Material provided:
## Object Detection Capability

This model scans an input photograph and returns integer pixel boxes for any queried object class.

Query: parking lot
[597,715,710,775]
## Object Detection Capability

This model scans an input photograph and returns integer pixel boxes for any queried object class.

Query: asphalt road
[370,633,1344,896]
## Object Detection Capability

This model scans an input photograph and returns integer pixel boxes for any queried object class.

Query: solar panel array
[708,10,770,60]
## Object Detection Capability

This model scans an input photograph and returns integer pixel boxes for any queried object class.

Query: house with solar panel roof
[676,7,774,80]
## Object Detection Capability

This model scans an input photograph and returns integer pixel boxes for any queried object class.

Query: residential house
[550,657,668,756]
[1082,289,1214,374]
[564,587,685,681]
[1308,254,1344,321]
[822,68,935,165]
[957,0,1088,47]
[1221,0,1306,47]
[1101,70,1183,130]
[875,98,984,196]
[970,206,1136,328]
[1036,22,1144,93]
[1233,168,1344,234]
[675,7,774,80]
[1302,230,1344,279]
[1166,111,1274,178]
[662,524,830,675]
---
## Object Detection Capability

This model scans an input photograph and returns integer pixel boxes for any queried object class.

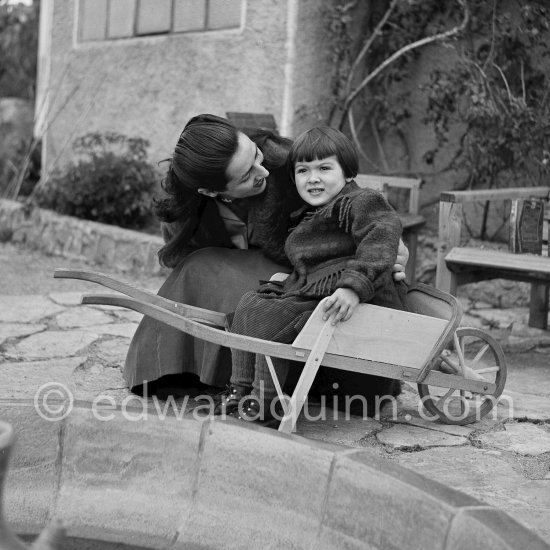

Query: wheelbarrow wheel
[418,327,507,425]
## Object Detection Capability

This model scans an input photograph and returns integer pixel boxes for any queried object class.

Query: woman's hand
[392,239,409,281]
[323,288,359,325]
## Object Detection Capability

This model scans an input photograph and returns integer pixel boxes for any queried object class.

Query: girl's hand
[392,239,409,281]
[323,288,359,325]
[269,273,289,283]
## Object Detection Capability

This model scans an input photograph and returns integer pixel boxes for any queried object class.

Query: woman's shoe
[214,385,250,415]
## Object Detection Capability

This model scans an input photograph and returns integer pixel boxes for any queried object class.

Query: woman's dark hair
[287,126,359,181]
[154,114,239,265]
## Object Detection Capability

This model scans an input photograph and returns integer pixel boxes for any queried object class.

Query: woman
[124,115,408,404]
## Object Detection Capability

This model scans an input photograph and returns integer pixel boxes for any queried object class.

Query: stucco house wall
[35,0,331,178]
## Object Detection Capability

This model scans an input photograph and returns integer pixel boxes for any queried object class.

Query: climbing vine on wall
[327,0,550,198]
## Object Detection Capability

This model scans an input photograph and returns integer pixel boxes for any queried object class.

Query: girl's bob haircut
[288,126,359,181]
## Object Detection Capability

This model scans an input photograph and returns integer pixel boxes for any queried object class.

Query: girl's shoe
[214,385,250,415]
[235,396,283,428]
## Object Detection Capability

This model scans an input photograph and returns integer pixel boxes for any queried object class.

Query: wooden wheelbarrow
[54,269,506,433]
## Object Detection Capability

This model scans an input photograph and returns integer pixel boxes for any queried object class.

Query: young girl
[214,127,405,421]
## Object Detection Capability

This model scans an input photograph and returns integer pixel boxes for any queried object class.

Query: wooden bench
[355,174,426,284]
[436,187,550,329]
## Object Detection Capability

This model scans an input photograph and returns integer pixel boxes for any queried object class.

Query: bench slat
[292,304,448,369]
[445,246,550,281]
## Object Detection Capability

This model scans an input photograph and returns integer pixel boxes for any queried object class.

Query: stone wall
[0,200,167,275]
--
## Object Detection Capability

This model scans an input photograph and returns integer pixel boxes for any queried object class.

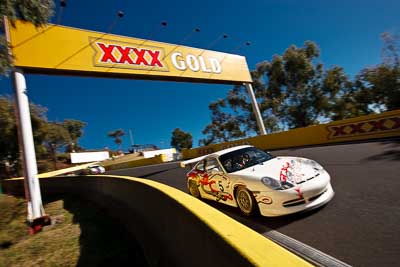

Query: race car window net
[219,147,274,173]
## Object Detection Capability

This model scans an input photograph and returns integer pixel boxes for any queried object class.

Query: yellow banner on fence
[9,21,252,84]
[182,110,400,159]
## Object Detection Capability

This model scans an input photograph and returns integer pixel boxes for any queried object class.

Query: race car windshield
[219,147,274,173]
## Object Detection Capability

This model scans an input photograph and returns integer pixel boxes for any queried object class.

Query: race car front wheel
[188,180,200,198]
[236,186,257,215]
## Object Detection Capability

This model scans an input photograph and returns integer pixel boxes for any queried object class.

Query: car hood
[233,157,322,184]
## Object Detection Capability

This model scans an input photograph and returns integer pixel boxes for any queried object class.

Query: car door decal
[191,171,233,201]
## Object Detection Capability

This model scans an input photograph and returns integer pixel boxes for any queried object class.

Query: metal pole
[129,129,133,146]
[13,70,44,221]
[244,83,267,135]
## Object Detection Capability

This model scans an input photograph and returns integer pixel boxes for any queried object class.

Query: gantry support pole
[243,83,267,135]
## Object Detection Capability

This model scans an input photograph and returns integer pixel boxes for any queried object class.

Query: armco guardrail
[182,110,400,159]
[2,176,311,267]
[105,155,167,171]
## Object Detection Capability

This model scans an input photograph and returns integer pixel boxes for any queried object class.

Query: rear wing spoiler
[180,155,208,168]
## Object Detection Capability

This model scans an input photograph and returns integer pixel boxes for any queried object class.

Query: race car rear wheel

To do: Return every line in the rows above that contains the string "panel", matching case exactly.

Response:
Query: solar panel array
Query: house with solar panel roof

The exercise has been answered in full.